--- Page text Enclosed Below ---

Eight-year-old Melody was lamenting the fact that once Christmas was over, the local church wouldn’t be bringing food to her house until Easter. She asked, “What is Easter?”
My daughter explained that it’s the time of year we remember how Jesus died for our sins and rose again from the grave. Melody replied, “Oh yeah. Now I remember. He did that last year too!”
Years ago, on a hot, sticky Sunday afternoon, my wife and I made a visit to her parents, who resided in a nearby nursing home. I had changed into shorts (oh my!), but they were black (oh good!). We made an entrance into the home’s common room, which, as usual, was quite full. A certain Mrs. K accosted me and shouted, “Are you the dominee (minister)for today?” Somewhat nonplussed, I suddenly realized she was looking for the visiting preacher for that Sunday. I shook my head with a smile. But she was not done with me. Looking at my attire, she wagged her finger and cried, “Have you no respect for God’s Word?”
—Stan De Jong
My father-in-law is a truck driver. One Monday morning he picked up my 4-year-old nephew, Brian, in his big Peterbilt for a day of trucking together.
“Where are we going, Grandpa?” Brian asked, as he settled into his seat.
“To Lloydminster,” came the reply.
“Oh, Grandpa,” Brian said with huge disappointment. “Can’t we go somewhere else? We spent the whole day at the Lord’s minister yesterday!”
While marking grade 9 Bible tests, I found this answer to the question “Give three different characteristics of Jezebel”:
“Trendsetter: made all of Israel worship Baal. Liar: lied about Naboth and said he was against the king and God just so she could kill him. Tasty: when she died the dogs couldn’t stop licking up her blood.”
—Dianne Van Rooyen
Anurse on the pediatric ward, before listening to the little ones’ chests, would plug the stethoscope into their ears and let them listen to their own hearts. Their eyes would always light up with awe, but she never got a response equal to 4-year-old David’s comment.
Gently she tucked the stethoscope into his ears and placed the disk over his heart. “Listen,” she said. “What do you suppose that is?”
David drew his eyebrows together in a puzzled line and looked up as if lost in the mystery of the strange tap, tap, tapping deep in his chest. Then his face broke out in a wondrous grin, and he asked, “Is that Jesus knocking?”

--- End of Enclosed Page text ---
--- Source data Enclosed Below ---

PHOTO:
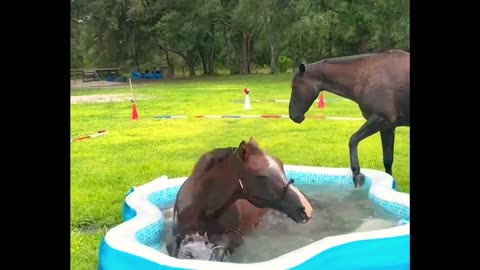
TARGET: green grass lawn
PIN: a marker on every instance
(103, 169)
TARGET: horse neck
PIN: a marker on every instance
(335, 78)
(220, 188)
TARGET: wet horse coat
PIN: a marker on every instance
(228, 192)
(379, 83)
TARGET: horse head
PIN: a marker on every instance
(264, 184)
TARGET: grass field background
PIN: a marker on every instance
(132, 153)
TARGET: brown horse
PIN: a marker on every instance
(228, 192)
(379, 83)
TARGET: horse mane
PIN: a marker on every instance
(215, 156)
(354, 58)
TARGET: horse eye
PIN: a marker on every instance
(261, 177)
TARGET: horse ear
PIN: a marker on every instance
(301, 69)
(242, 150)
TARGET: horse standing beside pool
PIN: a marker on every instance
(228, 192)
(379, 83)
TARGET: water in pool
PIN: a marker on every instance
(337, 210)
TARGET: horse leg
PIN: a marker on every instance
(388, 140)
(221, 250)
(374, 124)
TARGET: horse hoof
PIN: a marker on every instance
(359, 180)
(220, 254)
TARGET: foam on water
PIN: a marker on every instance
(337, 210)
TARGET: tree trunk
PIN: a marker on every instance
(202, 59)
(302, 52)
(244, 53)
(274, 55)
(211, 56)
(169, 63)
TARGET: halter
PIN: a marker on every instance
(285, 188)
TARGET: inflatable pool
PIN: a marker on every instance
(135, 243)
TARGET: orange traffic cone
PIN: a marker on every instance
(321, 101)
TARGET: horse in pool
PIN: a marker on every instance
(379, 83)
(225, 197)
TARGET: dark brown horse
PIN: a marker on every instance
(228, 192)
(379, 83)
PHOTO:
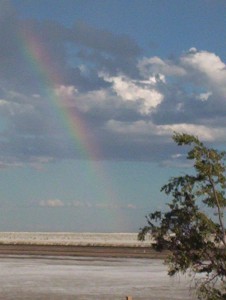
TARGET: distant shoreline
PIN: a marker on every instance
(82, 251)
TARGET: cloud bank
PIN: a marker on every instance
(130, 104)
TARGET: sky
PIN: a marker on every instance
(91, 92)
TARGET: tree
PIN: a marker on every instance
(192, 228)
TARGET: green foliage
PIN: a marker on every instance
(196, 240)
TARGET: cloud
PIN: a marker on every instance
(129, 104)
(51, 203)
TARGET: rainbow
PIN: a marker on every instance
(41, 63)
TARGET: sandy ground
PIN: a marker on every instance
(56, 250)
(88, 278)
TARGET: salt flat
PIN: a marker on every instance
(24, 277)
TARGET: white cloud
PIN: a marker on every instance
(145, 93)
(147, 129)
(156, 66)
(208, 65)
(51, 203)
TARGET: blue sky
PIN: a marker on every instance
(116, 76)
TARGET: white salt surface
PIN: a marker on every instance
(88, 279)
(68, 238)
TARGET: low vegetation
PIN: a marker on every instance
(193, 228)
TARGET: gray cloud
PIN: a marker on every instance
(129, 104)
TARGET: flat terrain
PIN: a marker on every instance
(88, 278)
(82, 251)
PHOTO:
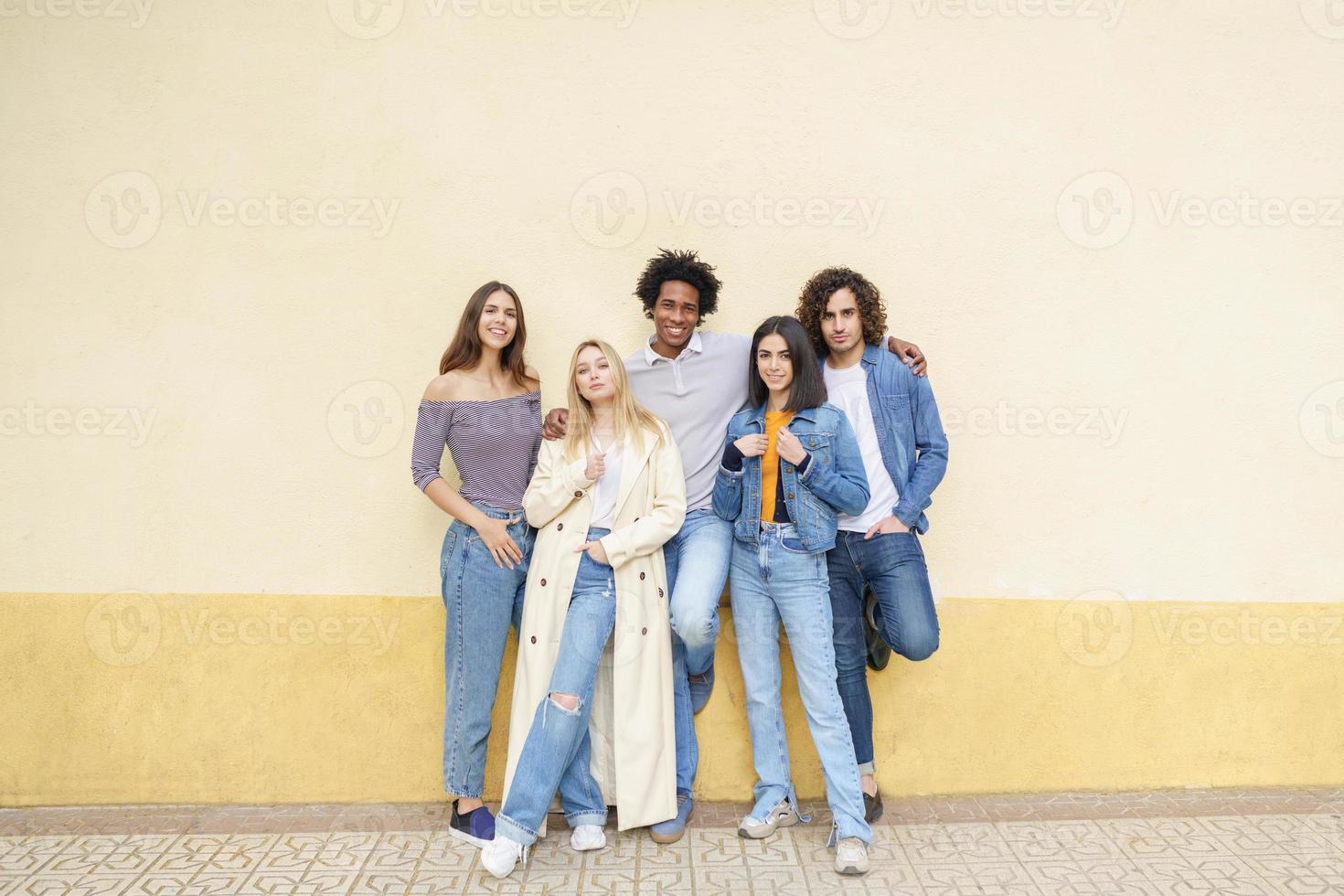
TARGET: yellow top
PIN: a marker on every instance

--- End of Enclosed Source data ---

• Required work
**1.** In the anecdotes, where did Brian's grandfather say they were going in the truck?
**2.** Retell the paragraph of the anecdotes that begins "Years ago, on a hot, sticky Sunday afternoon" in two or three sentences, keeping its main facts.
**3.** Translate this sentence from the anecdotes into Spanish: "One Monday morning he picked up my 4-year-old nephew, Brian, in his big Peterbilt for a day of trucking together."

• Results by task
**1.** To Lloydminster.

**2.** On a hot Sunday afternoon years ago, the writer and his wife visited her parents at a nearby nursing home, the writer wearing black shorts. In the crowded common room, a Mrs. K asked if he was that day's visiting minister. When he smilingly shook his head, she wagged her finger at his clothes and asked whether he had no respect for God's Word.

**3.** Un lunes por la mañana recogió a mi sobrino Brian, de 4 años, en su gran Peterbilt para pasar juntos un día de viaje en camión.